[TEXT PASSAGE]:
== Segment start ==

That number has receded slightly. Since late February, oil traders in Europe have largely shunned Russian crude shipped by sea, facing skyrocketing shipping costs and difficulties obtaining necessary financing and insurance. Europe imported about 3 million barrels of oil per day from Russia in April, according to Rystad Energy.
But after more than two months of war, the European Union wants to go further. Its leaders have proposed to ban all crude oil imports from Russia within six months and end imports of refined products by the end of the year.
Negotiations are ongoing. While countries like Germany have been racing to reduce their reliance on Russian energy, others have said they wouldn’t be ready. The Hungarian government said it would take three to five years to get rid of Russian oil. Other landlocked states like Slovakia and the Czech Republic, which rely heavily on supplies delivered by pipeline, want similar exemptions.
Still, the EU plan would increase pressure on Russia’s economy, which the International Monetary Fund had already forecast would shrink by 8.5% this year, slipping into a deep recession.

== Segment end ==

[WHAT YOU SHOULD DO]: Reproduce the stretch of the passage on European imports of Russian oil from "But after more" through "want similar exemptions.". The material that follows is drawn from a separate source.

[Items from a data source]

== Segment start ==

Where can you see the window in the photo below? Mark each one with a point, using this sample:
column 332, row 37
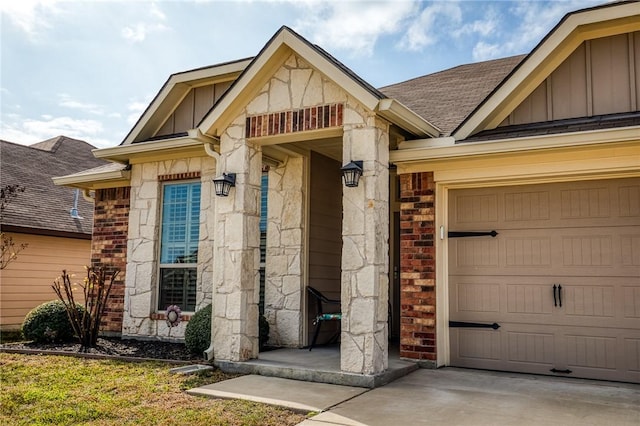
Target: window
column 180, row 232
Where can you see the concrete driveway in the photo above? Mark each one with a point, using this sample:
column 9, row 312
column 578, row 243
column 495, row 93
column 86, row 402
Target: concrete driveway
column 453, row 396
column 448, row 396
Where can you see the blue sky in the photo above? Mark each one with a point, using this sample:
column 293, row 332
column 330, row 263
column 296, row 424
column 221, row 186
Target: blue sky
column 87, row 69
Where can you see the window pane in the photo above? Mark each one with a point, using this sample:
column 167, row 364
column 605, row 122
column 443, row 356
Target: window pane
column 180, row 223
column 180, row 232
column 178, row 287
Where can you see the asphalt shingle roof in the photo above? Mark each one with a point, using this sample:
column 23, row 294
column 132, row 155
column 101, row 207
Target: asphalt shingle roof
column 447, row 97
column 43, row 205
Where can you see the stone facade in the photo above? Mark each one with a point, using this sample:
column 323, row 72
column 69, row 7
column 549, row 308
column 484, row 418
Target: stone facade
column 417, row 268
column 109, row 248
column 284, row 283
column 236, row 279
column 297, row 87
column 365, row 250
column 141, row 317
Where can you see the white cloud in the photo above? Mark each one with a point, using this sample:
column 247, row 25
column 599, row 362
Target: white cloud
column 423, row 31
column 483, row 27
column 68, row 102
column 29, row 131
column 31, row 16
column 352, row 26
column 483, row 51
column 139, row 31
column 535, row 20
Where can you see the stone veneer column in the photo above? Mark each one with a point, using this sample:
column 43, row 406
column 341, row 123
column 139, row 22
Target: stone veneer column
column 236, row 279
column 417, row 268
column 284, row 285
column 365, row 250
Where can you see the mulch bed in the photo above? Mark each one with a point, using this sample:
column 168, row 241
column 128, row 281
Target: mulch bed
column 108, row 347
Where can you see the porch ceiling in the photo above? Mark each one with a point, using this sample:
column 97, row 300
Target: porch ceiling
column 329, row 147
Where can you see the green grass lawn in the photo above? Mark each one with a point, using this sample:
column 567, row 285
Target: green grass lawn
column 38, row 389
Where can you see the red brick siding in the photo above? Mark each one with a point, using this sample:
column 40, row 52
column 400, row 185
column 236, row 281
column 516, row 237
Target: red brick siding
column 417, row 267
column 297, row 120
column 109, row 247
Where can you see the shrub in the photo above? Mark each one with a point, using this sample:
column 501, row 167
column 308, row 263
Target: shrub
column 264, row 331
column 197, row 334
column 95, row 288
column 48, row 322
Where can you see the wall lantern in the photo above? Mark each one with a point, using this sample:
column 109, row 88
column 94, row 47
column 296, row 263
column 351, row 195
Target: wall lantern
column 351, row 173
column 224, row 183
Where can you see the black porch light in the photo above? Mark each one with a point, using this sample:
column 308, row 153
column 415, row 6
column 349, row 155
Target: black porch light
column 351, row 173
column 224, row 183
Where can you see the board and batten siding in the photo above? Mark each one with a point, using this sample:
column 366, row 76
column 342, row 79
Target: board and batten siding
column 602, row 76
column 193, row 108
column 26, row 282
column 325, row 238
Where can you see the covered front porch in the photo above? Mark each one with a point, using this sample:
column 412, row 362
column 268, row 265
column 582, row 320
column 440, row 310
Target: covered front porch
column 321, row 365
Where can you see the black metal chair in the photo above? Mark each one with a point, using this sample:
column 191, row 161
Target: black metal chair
column 322, row 316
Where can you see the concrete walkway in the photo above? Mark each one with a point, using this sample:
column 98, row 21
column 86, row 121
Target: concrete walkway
column 447, row 396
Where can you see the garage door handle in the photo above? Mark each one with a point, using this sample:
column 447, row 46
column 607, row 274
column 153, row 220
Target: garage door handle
column 462, row 324
column 560, row 294
column 555, row 370
column 557, row 297
column 465, row 234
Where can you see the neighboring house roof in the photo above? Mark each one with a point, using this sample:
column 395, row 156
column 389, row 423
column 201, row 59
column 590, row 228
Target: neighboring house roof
column 44, row 208
column 447, row 97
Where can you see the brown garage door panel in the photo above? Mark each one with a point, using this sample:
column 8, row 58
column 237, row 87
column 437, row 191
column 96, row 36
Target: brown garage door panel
column 592, row 251
column 584, row 237
column 582, row 301
column 586, row 352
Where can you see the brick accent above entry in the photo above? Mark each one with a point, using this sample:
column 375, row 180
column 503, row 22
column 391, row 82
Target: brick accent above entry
column 179, row 176
column 417, row 268
column 297, row 120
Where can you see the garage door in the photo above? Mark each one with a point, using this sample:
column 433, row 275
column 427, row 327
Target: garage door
column 561, row 279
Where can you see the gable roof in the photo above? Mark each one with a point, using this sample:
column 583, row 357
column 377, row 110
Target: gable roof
column 574, row 28
column 174, row 90
column 43, row 207
column 447, row 97
column 274, row 53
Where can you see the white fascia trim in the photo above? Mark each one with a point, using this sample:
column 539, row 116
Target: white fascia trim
column 427, row 143
column 120, row 154
column 539, row 55
column 402, row 116
column 82, row 181
column 501, row 146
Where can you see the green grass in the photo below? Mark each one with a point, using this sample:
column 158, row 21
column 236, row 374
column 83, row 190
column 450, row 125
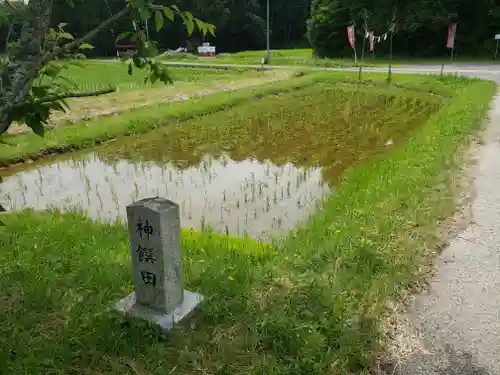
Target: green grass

== Segment end ==

[TASK RESULT]:
But after more than two months of war, the European Union wants to go further. Its leaders have proposed to ban all crude oil imports from Russia within six months and end imports of refined products by the end of the year.
Negotiations are ongoing. While countries like Germany have been racing to reduce their reliance on Russian energy, others have said they wouldn’t be ready. The Hungarian government said it would take three to five years to get rid of Russian oil. Other landlocked states like Slovakia and the Czech Republic, which rely heavily on supplies delivered by pipeline, want similar exemptions.